Saving for a 20% deposit for a property can seem impossible, especially when the median price for a house in Hobart last year was $786,000#

Saving a deposit

Saving for a 20% deposit for a property can seem impossible, especially when the median price for a house in Hobart last year was $786,000# and Tasmanian households are spending on average $1,141* a week on general household living costs.

So, how can the average person save up a home loan deposit, to get a foot on the property ladder?

To be honest, unless you’re lucky enough to get a lotto windfall, it’s not easy but by considering a some different strategies, it can be done.

So let’s look at few things you can do …

Planning

First things, first – start with a budget. Plug all your incomings and outgoings into our handy online budget planner. It’s hard to ignore your financial situation, when it’s there in black and white. If it’s not as cheery as you’d have expected, don’t panic, at least you’ll be able to see exactly where your money is going and make some hard calls about what to do to get back on track.

If the word ‘budget’ makes you want to run and hide, it might be time to start looking at things from another angle.

Why not pay yourself a set amount each time you get paid? To do this you’ll still need to figure out what you spend your money on, so you don’t leave yourself short but once you’ve done this you can set up a regular transfer of what’s ‘left over’ using your internet banking and watch your savings grow.

* DIRECTION A *
Locate each line in the records that contains the word "water", matching case exactly, and copy those lines.
The saving text has no connection to the records.

* SUPPLIED ENTRIES *

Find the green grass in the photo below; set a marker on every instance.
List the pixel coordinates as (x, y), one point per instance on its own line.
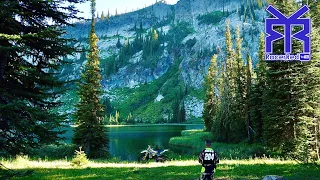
(227, 169)
(192, 142)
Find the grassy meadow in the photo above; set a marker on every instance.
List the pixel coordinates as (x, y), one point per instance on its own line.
(188, 169)
(236, 162)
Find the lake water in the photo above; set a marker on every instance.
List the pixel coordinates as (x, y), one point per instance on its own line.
(126, 142)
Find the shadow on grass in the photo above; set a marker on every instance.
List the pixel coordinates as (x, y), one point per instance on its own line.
(224, 172)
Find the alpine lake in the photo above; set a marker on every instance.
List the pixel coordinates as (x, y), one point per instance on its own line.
(127, 141)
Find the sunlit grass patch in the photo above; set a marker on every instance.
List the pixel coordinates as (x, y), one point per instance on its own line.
(189, 169)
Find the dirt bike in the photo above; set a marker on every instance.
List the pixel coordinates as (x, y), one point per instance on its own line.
(150, 154)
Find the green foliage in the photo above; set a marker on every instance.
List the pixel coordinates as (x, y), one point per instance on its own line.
(80, 159)
(234, 169)
(259, 86)
(90, 132)
(212, 18)
(192, 142)
(191, 42)
(29, 91)
(54, 152)
(211, 102)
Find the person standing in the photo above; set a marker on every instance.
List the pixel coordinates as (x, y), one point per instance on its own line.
(209, 159)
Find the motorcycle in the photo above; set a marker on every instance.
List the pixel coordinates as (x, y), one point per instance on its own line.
(149, 154)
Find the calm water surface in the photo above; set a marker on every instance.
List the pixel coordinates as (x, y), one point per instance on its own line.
(126, 142)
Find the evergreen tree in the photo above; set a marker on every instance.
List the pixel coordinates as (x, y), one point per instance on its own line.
(307, 135)
(102, 16)
(249, 75)
(118, 45)
(257, 93)
(108, 15)
(287, 111)
(90, 132)
(28, 90)
(240, 102)
(211, 99)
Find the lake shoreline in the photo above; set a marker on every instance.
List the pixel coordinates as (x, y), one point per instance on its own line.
(142, 125)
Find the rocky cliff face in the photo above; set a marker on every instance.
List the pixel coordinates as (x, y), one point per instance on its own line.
(192, 54)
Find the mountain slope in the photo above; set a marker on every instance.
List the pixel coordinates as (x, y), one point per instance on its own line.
(154, 60)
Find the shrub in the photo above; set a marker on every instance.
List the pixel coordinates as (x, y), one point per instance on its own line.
(52, 151)
(80, 159)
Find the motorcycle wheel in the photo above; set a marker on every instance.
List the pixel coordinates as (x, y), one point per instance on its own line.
(143, 159)
(162, 159)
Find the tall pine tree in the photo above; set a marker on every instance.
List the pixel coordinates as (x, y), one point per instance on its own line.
(211, 102)
(259, 86)
(90, 132)
(32, 46)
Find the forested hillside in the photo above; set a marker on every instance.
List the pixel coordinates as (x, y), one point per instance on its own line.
(154, 60)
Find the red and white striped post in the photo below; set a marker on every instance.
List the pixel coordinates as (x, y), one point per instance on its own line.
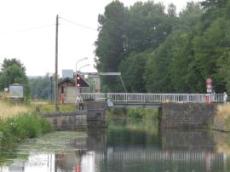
(209, 89)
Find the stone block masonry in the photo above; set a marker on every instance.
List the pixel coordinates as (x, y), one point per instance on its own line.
(187, 115)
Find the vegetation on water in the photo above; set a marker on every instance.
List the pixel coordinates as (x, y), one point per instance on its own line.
(158, 50)
(17, 129)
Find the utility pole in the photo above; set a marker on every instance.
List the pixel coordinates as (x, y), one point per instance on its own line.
(56, 65)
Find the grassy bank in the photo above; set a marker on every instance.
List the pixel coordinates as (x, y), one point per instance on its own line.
(43, 106)
(222, 118)
(17, 129)
(18, 122)
(9, 110)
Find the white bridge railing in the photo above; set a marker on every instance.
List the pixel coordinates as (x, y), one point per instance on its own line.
(154, 97)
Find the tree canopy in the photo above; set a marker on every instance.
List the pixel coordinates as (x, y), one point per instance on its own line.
(158, 50)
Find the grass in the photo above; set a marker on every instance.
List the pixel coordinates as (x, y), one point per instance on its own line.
(223, 111)
(9, 110)
(19, 128)
(48, 107)
(223, 116)
(18, 122)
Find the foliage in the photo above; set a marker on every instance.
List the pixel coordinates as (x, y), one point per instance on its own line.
(9, 110)
(17, 129)
(13, 71)
(165, 52)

* DIRECTION B *
According to the article on saving a home deposit, what is the first step in planning?

* TASK OUTPUT A *
Find the lake water in the photo above; set a marker on every instance.
Find the calm water surface in the photo above; set a marker on every instance.
Find the vegetation on water in the photo above; set a marker on every instance.

* TASK OUTPUT B *
Start with a budget.